Brief A:
Answer these from the passage on problem solving, health and structural tension:
(i) Where was much of modern medicine developed?
(ii) What is today's medical system collapsing under?
(iii) What organizing principle did Robert Fritz introduce in The Path of Least Resistance?
Brief B: Pick up the passage on problem solving, health and structural tension after its final sentence and keep writing.

Exercise passage:
◆ ◆ ◆

Even though people make superficial changes, the underlying issues eat away, and often manifest into stress disorders or more serious illnesses.  Personal health is a place where the difference between a problem mentality and an outcome mentality is enormous.

 

The traditional medical approach is to problem solve.  After all, much of modern medicine was developed on battlefields over the past 200 years, and we have a lot to be thankful for in terms of modern medical procedures and pain control protocols.

 

However, our medical system today is not over-burdened by gunshot wounds.  Instead, it is collapsing under the weight of so-called “lifestyle” illnesses.

 

Modern medicine is learning that health is a holistic issue that involves not only the physical dimension of an individual but emotional, psychological, even spiritual aspects of life. You can’t use problem solving to build anything long term. 

 

Taking action to get rid of something is the opposite of taking action to give birth to something.

 

This creative orientation was clearly outlined by Robert Fritz in his ground-breaking book, The Path of Least Resistance, when he introduced a powerful organizing principle in creating our lives–structural tension.

 

Your career is not a problem to be solved. It is a creation in process. This tension comes from knowing the end result you want to create, and knowing where we are in reality at any given moment. Tension is formed by the difference or contrast between our desired state and our actual state, and this tension is dynamic, a positive force.

◆ ◆ ◆

Supplied information:
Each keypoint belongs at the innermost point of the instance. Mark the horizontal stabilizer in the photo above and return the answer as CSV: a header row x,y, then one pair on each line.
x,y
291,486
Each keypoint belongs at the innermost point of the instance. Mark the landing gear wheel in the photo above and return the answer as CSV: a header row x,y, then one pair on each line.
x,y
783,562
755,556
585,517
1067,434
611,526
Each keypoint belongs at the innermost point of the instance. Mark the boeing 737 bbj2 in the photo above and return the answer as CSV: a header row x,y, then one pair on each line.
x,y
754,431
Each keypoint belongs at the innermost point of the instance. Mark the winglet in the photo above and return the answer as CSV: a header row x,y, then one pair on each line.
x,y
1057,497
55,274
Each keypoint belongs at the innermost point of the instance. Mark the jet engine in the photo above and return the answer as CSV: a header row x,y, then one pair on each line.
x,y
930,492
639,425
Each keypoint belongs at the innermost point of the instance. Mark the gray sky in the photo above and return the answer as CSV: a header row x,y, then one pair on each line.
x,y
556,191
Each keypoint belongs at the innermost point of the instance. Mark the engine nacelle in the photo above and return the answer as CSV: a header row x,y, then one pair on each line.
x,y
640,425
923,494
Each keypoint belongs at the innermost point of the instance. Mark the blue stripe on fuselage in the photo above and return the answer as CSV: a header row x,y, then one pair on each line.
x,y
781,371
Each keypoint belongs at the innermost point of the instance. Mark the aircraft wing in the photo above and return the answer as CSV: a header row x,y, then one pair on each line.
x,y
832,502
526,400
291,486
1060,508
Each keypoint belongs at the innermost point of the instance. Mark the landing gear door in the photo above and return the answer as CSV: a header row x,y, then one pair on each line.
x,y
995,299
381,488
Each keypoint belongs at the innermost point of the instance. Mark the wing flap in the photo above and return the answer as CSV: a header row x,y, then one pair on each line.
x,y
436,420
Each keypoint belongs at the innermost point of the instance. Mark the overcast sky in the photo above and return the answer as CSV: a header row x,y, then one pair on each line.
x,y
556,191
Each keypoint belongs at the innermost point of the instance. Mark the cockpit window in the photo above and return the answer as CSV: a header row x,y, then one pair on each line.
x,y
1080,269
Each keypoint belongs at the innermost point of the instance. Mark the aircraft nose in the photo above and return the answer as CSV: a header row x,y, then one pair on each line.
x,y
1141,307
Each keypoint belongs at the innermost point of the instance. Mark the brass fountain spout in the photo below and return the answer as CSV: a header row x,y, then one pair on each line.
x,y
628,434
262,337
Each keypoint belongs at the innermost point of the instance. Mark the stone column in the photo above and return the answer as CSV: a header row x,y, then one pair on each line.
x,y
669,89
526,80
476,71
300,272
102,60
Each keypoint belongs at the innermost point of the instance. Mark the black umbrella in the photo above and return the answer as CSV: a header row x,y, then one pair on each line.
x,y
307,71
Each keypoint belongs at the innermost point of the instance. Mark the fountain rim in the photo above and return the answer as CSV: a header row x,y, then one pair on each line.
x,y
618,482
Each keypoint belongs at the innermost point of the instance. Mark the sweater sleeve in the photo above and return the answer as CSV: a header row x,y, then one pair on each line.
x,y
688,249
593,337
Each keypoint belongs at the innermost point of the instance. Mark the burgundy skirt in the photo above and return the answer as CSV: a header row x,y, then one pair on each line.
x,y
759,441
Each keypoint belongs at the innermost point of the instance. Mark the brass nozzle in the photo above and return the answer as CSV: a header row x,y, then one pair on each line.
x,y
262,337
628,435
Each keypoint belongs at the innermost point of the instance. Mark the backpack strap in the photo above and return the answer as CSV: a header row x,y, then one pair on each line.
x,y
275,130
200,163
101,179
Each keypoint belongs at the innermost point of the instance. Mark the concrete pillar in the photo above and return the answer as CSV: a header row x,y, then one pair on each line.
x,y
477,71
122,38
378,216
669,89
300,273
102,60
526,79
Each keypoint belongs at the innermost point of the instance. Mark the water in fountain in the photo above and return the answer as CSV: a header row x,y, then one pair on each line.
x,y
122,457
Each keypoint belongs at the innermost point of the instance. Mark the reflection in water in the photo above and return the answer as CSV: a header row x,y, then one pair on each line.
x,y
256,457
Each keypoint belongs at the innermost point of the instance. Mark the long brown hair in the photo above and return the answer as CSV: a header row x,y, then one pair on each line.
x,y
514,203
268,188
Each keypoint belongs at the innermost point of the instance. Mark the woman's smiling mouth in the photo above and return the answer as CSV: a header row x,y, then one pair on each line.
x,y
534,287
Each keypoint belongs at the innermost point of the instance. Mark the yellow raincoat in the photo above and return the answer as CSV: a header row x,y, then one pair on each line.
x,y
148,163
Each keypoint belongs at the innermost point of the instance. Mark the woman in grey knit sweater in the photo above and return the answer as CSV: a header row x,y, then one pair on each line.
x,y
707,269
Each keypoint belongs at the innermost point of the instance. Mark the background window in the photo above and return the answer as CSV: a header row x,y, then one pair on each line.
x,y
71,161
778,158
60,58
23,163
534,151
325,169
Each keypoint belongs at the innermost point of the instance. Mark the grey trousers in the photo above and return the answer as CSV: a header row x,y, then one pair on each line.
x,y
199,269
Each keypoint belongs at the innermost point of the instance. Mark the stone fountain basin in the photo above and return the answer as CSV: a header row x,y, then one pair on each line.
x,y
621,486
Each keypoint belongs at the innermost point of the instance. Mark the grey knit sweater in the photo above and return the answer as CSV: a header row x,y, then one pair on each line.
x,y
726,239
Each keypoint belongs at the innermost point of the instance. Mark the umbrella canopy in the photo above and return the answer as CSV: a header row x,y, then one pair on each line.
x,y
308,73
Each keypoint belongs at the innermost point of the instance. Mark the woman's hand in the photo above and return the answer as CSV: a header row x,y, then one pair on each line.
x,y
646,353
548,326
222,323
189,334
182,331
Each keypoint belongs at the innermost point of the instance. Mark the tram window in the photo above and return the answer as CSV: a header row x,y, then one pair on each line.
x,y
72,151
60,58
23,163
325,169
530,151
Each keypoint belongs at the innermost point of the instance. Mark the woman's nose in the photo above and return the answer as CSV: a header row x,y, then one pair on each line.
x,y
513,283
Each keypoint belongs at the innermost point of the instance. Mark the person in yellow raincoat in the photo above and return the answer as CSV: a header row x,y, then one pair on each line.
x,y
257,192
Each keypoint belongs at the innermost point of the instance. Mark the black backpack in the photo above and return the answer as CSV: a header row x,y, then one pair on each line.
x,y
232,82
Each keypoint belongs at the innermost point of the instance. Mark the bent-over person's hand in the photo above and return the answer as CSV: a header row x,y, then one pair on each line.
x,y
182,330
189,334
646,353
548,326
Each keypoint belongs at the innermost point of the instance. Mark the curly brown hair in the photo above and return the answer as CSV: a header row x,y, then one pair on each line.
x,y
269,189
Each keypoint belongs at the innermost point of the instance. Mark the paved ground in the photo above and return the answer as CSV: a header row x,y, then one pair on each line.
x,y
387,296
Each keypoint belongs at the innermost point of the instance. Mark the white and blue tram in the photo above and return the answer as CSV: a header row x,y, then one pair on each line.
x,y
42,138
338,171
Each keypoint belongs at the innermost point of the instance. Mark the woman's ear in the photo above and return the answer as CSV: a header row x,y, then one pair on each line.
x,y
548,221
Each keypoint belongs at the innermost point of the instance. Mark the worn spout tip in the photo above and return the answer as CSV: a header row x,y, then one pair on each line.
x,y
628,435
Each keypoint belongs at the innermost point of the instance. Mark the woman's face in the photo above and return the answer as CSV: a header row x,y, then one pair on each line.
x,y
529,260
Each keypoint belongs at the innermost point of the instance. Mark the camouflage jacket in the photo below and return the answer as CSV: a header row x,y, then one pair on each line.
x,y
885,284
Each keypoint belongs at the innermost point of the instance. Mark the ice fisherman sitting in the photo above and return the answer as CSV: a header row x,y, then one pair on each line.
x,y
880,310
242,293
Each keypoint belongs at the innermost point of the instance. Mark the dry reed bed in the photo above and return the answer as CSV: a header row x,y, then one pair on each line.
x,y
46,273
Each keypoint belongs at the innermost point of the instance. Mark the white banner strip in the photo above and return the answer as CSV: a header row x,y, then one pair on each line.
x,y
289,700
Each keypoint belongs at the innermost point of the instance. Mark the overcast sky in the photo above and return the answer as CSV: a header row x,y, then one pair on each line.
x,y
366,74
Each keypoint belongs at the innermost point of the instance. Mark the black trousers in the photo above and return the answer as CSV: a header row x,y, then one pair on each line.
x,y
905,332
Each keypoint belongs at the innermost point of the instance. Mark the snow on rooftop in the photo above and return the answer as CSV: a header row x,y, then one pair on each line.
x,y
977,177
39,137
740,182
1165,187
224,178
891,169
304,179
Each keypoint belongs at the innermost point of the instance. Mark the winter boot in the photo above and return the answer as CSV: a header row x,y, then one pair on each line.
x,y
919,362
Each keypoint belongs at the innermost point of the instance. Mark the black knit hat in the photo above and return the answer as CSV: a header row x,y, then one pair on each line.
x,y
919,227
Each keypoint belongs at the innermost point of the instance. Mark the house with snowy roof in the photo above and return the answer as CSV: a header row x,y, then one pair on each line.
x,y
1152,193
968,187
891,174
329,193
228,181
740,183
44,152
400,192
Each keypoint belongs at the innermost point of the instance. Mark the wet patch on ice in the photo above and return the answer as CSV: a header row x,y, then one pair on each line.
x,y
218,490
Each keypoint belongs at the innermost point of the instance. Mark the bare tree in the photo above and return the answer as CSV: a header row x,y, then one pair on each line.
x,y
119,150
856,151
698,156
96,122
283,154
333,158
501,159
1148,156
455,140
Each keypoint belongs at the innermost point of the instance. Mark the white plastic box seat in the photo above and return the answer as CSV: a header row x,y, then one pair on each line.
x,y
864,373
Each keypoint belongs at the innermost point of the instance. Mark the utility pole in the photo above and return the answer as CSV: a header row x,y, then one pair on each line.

◆ ◆ ◆

Answer area A:
(i) On battlefields over the past 200 years.
(ii) The weight of so-called "lifestyle" illnesses.
(iii) Structural tension.

Answer area B:
 

I have seen many of my successful clients hold this structural tension as they make their next moves. They have a clear picture of their right work.  They look at their current reality objectively and accurately (easier said than done because of the negative circumstances they often live with).

 

When they know the very next step they are about to take in the context of the overall outcome they want to create, suddenly the energy they need is there in abundance. They become creative and focused. They move with momentum. They do not have to get “pumped up” because they are already on the move. 

 

Of course, the creative process begins with the question, “What do I want to create?” Without the end in mind, you are left to drift in and out of problem-solving.

 

Individuals that make successful career transitions have a clear end in mind. That is why a career assessment is so crucial to a successful transition.  If you leave your current job, where would you go, what would you do there?  Answering these two questions with some clarity gets the ball rolling.

 

The outcome doesn’t need to be all that clear at the outset to set the process in motion, just clear enough that you know what you want to create.

 

This, then, makes the question of your starting point immediately relevant: where am I now in relationship to where I want to be?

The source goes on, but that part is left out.